[Region pointing data]

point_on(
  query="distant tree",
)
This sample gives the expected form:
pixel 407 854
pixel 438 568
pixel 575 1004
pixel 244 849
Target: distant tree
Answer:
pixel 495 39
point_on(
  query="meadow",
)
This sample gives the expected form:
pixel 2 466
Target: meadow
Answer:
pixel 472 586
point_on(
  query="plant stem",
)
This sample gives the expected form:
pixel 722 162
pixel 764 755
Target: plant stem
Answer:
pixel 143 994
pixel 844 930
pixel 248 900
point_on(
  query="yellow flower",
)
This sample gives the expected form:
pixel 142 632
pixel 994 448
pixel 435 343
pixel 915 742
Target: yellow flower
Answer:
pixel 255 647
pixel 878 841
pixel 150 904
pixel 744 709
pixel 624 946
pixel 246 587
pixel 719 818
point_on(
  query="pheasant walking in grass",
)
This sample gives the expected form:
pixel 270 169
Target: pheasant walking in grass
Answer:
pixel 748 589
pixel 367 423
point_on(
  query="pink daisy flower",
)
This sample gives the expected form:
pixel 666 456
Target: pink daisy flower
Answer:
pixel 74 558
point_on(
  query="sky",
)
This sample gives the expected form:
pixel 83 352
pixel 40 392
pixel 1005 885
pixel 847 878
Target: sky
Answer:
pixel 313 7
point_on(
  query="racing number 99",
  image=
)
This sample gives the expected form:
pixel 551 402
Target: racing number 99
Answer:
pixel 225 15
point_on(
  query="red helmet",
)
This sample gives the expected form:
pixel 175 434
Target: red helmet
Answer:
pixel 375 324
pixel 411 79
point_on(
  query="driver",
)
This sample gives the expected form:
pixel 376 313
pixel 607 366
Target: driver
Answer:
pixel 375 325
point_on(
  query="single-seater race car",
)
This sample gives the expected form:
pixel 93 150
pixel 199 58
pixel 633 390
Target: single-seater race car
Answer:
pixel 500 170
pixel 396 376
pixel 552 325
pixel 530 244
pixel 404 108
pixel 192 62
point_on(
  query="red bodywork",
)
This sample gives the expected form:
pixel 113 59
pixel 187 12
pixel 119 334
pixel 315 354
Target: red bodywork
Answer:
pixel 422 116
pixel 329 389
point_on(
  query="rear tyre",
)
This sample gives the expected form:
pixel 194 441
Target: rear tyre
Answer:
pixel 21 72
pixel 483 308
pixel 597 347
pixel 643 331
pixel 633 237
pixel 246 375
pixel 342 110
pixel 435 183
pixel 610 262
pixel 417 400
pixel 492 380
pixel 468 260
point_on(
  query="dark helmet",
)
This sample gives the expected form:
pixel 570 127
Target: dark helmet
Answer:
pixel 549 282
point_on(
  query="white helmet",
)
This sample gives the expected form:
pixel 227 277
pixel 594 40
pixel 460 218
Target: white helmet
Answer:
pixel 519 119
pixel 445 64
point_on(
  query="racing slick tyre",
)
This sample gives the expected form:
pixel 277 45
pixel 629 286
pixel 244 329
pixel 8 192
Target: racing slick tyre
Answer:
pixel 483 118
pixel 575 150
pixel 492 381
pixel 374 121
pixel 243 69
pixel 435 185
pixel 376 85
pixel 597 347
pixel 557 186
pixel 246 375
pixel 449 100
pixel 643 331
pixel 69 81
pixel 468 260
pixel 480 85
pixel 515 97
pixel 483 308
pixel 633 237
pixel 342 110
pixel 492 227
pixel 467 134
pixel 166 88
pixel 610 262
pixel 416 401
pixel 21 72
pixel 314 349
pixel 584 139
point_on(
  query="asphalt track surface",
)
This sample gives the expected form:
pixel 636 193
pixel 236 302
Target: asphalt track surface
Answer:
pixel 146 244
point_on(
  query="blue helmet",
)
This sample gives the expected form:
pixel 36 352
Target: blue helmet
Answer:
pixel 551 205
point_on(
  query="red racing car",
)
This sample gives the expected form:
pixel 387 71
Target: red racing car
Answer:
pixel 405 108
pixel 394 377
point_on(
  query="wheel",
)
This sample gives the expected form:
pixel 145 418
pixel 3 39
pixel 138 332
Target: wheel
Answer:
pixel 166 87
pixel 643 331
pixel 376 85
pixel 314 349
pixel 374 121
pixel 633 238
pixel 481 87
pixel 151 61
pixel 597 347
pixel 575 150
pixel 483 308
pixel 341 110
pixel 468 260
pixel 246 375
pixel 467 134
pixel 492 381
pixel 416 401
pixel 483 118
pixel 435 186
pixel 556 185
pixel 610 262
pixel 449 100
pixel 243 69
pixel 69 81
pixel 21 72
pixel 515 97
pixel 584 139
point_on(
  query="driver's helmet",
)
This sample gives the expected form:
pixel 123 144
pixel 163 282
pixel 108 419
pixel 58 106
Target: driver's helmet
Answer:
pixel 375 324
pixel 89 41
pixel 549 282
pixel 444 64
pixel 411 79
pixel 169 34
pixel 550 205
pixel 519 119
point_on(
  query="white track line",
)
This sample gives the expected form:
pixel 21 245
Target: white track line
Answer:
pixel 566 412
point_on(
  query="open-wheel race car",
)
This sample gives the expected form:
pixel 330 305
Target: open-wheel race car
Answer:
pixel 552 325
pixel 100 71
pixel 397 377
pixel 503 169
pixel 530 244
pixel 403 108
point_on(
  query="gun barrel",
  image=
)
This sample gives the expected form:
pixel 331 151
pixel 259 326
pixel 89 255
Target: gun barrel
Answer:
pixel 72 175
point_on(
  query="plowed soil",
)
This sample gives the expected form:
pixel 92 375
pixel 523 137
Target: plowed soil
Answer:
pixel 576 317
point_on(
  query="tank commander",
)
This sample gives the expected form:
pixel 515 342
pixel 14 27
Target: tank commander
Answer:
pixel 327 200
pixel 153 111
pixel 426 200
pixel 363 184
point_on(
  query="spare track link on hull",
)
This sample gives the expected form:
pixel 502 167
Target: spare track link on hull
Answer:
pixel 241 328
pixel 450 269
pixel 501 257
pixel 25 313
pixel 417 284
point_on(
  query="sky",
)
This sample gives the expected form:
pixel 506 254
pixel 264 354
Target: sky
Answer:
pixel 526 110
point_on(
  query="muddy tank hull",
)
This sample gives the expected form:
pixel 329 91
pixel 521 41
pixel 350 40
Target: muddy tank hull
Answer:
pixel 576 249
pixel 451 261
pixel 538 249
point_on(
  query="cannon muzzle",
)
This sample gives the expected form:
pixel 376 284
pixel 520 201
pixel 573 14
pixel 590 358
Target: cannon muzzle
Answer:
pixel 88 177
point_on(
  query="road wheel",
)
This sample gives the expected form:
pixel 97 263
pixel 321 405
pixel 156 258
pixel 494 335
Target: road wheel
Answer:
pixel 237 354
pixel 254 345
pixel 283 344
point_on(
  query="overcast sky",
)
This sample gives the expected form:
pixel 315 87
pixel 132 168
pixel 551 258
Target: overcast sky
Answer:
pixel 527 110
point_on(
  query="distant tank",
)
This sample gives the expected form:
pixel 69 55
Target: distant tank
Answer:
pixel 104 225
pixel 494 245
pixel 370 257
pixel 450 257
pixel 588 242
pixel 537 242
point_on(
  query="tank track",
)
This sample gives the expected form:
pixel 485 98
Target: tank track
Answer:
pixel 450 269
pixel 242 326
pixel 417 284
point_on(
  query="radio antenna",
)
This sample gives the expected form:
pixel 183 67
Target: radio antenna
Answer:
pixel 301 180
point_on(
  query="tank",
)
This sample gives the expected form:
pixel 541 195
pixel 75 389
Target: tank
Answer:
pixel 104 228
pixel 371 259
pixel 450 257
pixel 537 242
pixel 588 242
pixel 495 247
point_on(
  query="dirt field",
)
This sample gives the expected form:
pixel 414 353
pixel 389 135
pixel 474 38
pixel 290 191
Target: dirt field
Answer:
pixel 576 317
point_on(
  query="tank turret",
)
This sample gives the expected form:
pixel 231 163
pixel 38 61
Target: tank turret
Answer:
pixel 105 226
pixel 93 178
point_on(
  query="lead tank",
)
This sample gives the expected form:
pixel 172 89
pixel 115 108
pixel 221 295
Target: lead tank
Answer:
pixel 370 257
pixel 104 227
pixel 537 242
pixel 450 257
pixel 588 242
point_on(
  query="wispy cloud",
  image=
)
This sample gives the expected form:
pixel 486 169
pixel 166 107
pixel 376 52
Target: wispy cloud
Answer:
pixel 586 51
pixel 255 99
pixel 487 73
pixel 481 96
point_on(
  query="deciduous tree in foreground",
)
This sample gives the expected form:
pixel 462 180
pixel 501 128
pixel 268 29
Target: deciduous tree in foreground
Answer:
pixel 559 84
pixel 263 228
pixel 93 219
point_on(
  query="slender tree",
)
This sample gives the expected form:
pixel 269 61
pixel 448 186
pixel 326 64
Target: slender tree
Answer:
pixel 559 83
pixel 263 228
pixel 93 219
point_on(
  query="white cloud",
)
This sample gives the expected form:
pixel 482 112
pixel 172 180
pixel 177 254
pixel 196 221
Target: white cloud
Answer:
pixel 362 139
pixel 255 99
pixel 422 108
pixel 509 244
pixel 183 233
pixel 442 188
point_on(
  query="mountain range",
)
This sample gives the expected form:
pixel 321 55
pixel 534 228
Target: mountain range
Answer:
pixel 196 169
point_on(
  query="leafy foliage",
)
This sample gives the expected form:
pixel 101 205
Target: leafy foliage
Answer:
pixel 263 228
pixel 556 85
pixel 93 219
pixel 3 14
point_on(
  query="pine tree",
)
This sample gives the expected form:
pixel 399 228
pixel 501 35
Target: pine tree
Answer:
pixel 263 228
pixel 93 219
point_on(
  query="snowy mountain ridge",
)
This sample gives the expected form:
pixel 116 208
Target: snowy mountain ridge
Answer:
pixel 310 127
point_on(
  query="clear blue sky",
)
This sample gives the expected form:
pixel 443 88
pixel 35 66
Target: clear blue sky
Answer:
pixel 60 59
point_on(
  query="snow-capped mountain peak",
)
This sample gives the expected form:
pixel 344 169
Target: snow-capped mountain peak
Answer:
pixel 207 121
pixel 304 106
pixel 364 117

* **WORK TASK**:
Look through the entries above and say how many lines contain "single", giving nothing but the number.

* **TASK ANSWER**:
2